Segmentation labeling items
● ● ● ● ● ● ●

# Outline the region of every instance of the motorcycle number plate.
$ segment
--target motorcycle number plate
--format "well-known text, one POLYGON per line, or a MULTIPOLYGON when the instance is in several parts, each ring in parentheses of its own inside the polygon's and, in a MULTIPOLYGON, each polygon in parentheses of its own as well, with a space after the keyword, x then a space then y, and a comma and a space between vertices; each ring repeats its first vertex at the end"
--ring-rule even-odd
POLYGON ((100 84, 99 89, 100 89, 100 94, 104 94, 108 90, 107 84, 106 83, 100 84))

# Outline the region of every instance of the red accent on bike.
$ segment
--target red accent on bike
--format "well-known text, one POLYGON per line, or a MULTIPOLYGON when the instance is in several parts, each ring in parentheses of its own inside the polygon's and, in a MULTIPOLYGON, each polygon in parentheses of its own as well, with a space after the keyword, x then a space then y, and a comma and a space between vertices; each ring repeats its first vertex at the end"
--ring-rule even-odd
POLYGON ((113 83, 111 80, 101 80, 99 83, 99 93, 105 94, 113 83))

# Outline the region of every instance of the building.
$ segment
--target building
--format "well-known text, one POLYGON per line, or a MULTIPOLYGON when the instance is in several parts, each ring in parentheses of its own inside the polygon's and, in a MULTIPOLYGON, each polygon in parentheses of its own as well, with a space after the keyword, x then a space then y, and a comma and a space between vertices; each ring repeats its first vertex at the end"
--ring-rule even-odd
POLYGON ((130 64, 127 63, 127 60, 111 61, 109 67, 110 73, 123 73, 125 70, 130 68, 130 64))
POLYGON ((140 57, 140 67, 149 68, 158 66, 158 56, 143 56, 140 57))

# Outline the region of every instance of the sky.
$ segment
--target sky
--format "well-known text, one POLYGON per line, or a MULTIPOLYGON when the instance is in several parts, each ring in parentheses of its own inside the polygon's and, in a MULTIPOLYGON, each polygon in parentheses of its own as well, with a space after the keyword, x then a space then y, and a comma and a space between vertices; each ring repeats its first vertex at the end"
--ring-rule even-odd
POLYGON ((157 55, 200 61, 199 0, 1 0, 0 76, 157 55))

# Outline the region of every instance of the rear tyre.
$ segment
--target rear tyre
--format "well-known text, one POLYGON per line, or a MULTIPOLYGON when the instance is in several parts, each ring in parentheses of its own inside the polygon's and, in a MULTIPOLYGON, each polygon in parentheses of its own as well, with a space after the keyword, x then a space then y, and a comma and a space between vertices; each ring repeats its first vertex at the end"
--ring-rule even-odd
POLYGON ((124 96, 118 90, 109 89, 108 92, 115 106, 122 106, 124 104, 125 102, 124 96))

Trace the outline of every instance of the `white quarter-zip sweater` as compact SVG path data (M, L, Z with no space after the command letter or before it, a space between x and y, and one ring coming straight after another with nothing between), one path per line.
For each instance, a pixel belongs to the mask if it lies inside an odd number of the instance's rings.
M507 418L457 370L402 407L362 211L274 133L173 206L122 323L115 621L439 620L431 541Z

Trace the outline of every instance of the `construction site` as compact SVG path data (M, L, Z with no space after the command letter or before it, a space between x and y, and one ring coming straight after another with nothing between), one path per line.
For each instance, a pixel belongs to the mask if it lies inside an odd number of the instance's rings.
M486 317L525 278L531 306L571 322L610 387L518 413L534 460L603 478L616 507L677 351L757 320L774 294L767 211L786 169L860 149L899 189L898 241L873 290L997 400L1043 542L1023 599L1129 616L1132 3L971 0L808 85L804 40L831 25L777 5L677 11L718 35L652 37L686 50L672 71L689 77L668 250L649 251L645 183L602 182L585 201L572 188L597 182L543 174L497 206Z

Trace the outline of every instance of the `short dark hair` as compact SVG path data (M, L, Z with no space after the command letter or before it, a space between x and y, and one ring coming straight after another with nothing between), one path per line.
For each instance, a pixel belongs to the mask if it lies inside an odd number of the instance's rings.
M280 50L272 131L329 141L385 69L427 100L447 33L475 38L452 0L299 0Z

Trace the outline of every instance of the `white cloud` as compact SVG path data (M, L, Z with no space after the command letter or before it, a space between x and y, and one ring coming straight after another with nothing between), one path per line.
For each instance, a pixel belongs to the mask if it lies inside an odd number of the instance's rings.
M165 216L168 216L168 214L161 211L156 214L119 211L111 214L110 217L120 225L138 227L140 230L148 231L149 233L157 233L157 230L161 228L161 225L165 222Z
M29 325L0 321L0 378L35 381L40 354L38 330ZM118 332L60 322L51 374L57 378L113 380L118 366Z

● ● ● ● ● ● ●

**Task to carry out:** Please reproduce all of the material above line for line, with every character unchanged.

**Response below:**
# Outline the region of every instance of the motorcycle number plate.
$ segment
--target motorcycle number plate
--format "well-known text, one POLYGON per line, or a MULTIPOLYGON when the instance is in several parts, each ring in parentheses of its own inside the polygon's and, in a MULTIPOLYGON, each polygon in parentheses of its own as well, with a space after the keyword, x then a space then y, and a comma and a space between vertices; each ring repeats its first vertex at the end"
--ring-rule even-odd
POLYGON ((100 84, 99 89, 100 89, 100 94, 104 94, 108 90, 107 84, 106 83, 100 84))

# Outline the region of every instance of the red accent on bike.
$ segment
--target red accent on bike
--format "well-known text, one POLYGON per line, or a MULTIPOLYGON when the instance is in several parts, each ring in parentheses of its own inside the polygon's and, in a MULTIPOLYGON, each polygon in parentheses of its own as well, with a space after the keyword, x then a space then y, and a comma and a space between vertices; each ring repeats its first vertex at the end"
--ring-rule even-odd
POLYGON ((113 83, 111 80, 101 80, 99 83, 99 93, 105 94, 113 83))

# Outline the region of every instance of the building.
$ segment
--target building
--format "well-known text, one POLYGON per line, or a MULTIPOLYGON when the instance is in several parts, each ring in parentheses of its own inside the polygon's and, in a MULTIPOLYGON, each polygon in parentheses of its own as well, with a space after the keyword, x then a space then y, and a comma and a space between vertices; each ring repeats its first vertex at the end"
--ring-rule even-odd
POLYGON ((130 64, 127 63, 127 60, 111 61, 109 67, 110 73, 123 73, 125 70, 130 68, 130 64))
POLYGON ((140 57, 140 67, 149 68, 158 66, 158 56, 143 56, 140 57))

# Outline the region of every instance of the sky.
$ segment
--target sky
--format "well-known text, one POLYGON per line, or a MULTIPOLYGON when the instance is in several parts, each ring in parentheses of its own inside the polygon's and, in a MULTIPOLYGON, each polygon in parentheses of its own as well, with a space after the keyword, x then a space then y, and a comma and a space between vertices; each ring repeats its first vertex at the end"
--ring-rule even-odd
POLYGON ((157 55, 200 61, 199 0, 1 0, 0 76, 157 55))

# Outline the region of every instance of the rear tyre.
$ segment
--target rear tyre
--format "well-known text, one POLYGON per line, or a MULTIPOLYGON when the instance is in several parts, each ring in parentheses of its own inside the polygon's and, in a MULTIPOLYGON, each polygon in parentheses of its own as well, with a space after the keyword, x then a space then y, and a comma and a space between vertices; each ring repeats its first vertex at the end"
--ring-rule even-odd
POLYGON ((124 96, 118 90, 109 89, 108 92, 115 106, 122 106, 124 104, 125 102, 124 96))

Trace the outline of every instance of the `white quarter-zip sweater` as compact SVG path data (M, L, Z with no space after the command letter or before it, a space between x and y, and one ring coming straight after another with nothing between), one path per line.
For each instance, a pixel belongs to the mask if it lies inside an odd number of the instance's rings.
M507 418L457 370L402 407L362 211L274 133L173 206L122 323L115 621L439 620L431 541Z

Trace the outline of every instance of the `construction site` as compact SVG path data (M, L, Z with no space after the command letter or before it, a space between x and y, and one ring coming straight after another with nothing between), one path per line.
For each instance, a pixel belongs to the mask if it lies inside an odd number of the instance's rings.
M486 317L525 278L531 306L571 322L610 387L518 413L534 460L603 478L616 507L677 351L757 320L774 294L767 211L786 169L860 149L899 189L898 241L873 290L997 400L1043 542L1023 599L1129 616L1132 3L971 0L808 85L804 40L831 25L777 5L677 11L718 35L652 37L686 50L672 71L689 77L668 250L649 251L645 183L602 182L585 201L572 188L597 182L543 174L497 206Z

Trace the outline of every instance of the `short dark hair` as compact SVG path data (M, L, Z with no space after the command letter or before it, a space between x and y, and one ring coming straight after another with nothing between), one path per line.
For each instance, a pixel belongs to the mask if it lies inside an odd number of the instance's rings.
M280 50L272 131L329 141L385 69L427 100L447 33L475 38L452 0L299 0Z

Trace the outline of every instance of the `white cloud` as compact SVG path data (M, L, Z with no space after the command letter or before it, a space between x and y, and one ring coming straight after another with nothing between), one path per line.
For each instance, a pixel belongs to the mask if it lies inside an odd number of the instance's rings.
M165 216L168 216L168 214L161 211L156 214L119 211L111 214L110 217L120 225L138 227L140 230L148 231L149 233L157 233L157 230L161 228L161 225L165 222Z
M29 325L0 321L0 378L35 381L40 354L38 330ZM118 332L60 322L51 374L57 378L113 380L118 366Z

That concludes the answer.